Stated task 1 —
Rewrite the rows from the line that has "If you could segment every instance of the man's" through the line that has "203 52 L 204", replacing "valued" with "appreciated" and leaving everything else unchanged.

Page —
☆ ☆ ☆ ☆ ☆

# Forum Home Renovation Pools, Spa & Water Features  Price of Pool Chemicals

## Geoff2005

Not sure if I'm paranoid here but the local pool shop charges $22 for 2kg of sodium bicarbonate, IGA charges $2 for 500gm, ie $8 for equivelant amount. 
I wonder if the price of other chemicals has similar disparity just because they are packaged up as pool and spa chemicals.

----------


## Master Splinter

Yup.  And vice-versa. 
The price for food-grade sodium bicarbonate is about $240 per metric tonne, so IGA is rippin' you something chronic at $4/kg.  Mind you, you'll need to buy a tonne and arrange shipping to get that price.  
I'll take 40-50kg if you want to do a group buy!

----------


## Geoff2005

> I'll take 40-50kg if you want to do a group buy!

  
Thats a big pool!  :Wink:  
In the pool shop case I think they charge prices similar to other pool shops so I'm thinking it's probably some price fixing at the wholesale step (getting from 24c per kg at manufacturer to $11/kg on the shelf).

----------


## Master Splinter

Actually, I was thinking of it for sodablasting instead of sandblasting.   
Or perhaps buying a similar amount of citric acid and icing sugar and going for 'death by lemon sherbet overdose'!!! 
You could probably buy 50kg bag from one of the industrial chemical supply places...but they are probably more used to supplying laboratories, which get an even higher rip factor in their pricing for 'superior lab quality'.

☆ ☆ ☆ ☆ ☆

Information provided —

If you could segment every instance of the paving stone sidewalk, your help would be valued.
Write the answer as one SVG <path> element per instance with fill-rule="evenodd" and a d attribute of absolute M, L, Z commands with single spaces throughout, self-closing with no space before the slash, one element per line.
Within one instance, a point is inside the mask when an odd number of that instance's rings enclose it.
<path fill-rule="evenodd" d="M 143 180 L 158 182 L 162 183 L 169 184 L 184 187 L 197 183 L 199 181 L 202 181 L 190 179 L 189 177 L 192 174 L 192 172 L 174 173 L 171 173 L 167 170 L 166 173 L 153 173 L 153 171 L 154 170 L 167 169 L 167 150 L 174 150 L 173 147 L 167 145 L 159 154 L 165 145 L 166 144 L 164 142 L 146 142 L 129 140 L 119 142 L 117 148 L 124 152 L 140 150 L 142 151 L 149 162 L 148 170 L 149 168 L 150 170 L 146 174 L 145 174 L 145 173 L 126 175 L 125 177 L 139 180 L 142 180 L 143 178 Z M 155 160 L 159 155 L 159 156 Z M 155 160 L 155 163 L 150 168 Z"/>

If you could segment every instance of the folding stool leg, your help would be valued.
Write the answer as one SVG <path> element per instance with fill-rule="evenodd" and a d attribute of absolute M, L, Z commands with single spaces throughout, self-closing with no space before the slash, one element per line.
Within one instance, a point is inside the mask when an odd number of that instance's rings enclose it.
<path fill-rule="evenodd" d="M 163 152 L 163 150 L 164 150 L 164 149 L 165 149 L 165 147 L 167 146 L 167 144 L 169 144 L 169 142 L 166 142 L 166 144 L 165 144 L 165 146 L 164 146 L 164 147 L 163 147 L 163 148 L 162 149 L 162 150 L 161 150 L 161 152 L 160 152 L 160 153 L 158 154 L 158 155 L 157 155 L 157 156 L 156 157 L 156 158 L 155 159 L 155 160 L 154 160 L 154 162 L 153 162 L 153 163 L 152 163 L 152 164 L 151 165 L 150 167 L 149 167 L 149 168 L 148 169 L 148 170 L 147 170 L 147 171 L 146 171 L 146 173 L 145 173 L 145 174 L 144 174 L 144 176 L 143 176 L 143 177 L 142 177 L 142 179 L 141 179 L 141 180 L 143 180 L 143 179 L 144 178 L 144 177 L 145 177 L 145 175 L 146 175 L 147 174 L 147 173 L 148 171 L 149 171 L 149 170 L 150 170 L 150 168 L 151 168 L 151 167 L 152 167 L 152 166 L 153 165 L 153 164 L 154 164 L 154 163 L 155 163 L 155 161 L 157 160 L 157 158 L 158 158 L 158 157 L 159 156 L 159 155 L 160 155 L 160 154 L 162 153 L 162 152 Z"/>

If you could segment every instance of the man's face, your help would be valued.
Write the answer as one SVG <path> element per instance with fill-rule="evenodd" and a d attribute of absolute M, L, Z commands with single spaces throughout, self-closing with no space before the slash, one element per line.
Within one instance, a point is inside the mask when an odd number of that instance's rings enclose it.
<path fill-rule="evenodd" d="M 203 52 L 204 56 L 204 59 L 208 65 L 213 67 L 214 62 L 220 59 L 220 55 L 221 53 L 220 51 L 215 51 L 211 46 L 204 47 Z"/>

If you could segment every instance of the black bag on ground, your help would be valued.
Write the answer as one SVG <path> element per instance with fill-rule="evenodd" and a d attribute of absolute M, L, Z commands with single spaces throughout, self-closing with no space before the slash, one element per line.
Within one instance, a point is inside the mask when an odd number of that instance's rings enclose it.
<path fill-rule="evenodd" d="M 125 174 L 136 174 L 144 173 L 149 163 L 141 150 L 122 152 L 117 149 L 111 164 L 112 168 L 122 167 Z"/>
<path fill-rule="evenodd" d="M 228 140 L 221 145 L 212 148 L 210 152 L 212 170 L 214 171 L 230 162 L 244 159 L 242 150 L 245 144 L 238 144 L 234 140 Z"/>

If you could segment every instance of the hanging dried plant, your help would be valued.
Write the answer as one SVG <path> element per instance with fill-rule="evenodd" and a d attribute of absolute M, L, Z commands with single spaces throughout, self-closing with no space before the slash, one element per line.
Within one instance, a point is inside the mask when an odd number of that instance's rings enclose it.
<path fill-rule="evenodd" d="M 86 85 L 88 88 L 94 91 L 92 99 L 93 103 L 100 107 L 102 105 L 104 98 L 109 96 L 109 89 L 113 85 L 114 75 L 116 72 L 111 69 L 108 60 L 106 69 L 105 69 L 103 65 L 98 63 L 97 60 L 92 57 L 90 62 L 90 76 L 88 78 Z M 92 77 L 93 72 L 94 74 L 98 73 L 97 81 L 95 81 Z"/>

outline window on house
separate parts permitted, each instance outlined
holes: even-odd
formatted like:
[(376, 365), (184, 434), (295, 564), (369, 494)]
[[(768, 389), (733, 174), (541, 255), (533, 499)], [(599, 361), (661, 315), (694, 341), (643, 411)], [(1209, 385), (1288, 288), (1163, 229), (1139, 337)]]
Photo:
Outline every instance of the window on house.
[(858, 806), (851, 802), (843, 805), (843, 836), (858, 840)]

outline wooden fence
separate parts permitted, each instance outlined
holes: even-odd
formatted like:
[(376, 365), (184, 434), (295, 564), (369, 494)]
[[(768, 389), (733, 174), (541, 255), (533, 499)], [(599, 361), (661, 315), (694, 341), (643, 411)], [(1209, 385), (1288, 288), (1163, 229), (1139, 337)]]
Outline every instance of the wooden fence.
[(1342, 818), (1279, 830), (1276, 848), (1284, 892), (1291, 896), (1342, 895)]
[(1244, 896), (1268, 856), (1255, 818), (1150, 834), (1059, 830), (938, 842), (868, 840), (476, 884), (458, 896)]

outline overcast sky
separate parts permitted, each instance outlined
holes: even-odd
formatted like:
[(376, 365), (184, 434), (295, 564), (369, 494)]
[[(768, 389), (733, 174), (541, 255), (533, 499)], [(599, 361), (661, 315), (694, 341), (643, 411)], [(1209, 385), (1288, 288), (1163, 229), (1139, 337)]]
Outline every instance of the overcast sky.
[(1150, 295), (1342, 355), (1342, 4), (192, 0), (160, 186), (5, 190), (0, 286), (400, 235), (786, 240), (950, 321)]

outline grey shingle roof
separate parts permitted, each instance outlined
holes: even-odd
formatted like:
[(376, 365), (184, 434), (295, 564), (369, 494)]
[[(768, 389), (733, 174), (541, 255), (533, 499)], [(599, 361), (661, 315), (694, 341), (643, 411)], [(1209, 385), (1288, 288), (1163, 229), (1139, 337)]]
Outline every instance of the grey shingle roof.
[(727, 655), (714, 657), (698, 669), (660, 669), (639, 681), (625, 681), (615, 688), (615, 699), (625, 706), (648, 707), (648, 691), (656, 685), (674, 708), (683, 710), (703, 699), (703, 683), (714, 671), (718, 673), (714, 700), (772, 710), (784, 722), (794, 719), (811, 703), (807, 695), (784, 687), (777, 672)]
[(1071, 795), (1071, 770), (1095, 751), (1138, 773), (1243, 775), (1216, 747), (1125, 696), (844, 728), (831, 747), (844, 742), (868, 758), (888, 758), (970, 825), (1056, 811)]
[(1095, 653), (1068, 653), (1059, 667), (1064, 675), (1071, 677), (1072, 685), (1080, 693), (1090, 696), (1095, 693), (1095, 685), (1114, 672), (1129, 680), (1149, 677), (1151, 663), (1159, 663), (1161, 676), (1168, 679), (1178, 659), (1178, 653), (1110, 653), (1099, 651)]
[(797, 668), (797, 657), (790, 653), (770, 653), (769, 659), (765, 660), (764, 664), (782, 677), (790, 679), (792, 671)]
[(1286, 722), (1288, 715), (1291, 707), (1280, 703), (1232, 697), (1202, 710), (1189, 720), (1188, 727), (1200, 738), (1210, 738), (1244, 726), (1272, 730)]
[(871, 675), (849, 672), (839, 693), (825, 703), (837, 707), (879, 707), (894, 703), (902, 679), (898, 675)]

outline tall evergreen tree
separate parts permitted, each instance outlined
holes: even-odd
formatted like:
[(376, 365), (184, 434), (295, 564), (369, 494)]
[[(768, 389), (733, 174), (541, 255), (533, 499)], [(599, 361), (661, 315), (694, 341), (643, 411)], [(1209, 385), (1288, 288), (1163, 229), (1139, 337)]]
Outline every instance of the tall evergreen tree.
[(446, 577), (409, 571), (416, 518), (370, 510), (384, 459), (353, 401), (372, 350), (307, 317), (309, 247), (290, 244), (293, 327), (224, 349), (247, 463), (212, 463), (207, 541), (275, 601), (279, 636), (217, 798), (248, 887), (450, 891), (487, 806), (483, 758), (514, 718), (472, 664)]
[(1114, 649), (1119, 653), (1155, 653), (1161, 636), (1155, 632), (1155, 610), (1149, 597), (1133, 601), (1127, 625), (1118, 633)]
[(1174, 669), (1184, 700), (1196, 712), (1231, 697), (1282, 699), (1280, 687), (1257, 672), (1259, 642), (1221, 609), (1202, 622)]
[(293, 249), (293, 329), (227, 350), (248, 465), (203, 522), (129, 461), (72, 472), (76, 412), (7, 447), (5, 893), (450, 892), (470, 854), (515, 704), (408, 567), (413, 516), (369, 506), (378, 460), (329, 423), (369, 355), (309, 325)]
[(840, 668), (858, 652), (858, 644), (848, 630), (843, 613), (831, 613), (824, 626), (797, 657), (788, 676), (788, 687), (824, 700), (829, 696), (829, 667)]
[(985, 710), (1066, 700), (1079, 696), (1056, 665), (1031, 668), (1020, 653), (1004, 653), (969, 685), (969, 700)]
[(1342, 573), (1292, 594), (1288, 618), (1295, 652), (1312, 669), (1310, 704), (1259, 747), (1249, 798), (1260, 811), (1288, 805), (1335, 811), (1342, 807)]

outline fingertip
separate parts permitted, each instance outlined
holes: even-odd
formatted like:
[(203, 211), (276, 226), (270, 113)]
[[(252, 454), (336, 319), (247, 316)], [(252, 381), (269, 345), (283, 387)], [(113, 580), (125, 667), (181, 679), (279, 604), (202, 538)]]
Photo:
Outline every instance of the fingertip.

☆ ☆ ☆ ☆ ☆

Stated task 2 —
According to the forum thread on pool chemical prices, what does the local pool shop charge for 2kg of sodium bicarbonate?

Task output 1 —
If you could segment every instance of the man's face, your help would be appreciated.
Write the answer as one SVG <path> element per instance with fill-rule="evenodd" and a d attribute of absolute M, L, Z commands with single spaces throughout, self-closing with no space before the slash, one element per line.
Within one instance, a point is inside the mask when an odd number of that instance's rings enclose it.
<path fill-rule="evenodd" d="M 203 52 L 204 56 L 204 59 L 208 65 L 213 67 L 214 62 L 220 59 L 220 55 L 221 53 L 220 51 L 215 51 L 211 46 L 204 47 Z"/>

Task output 2 —
$22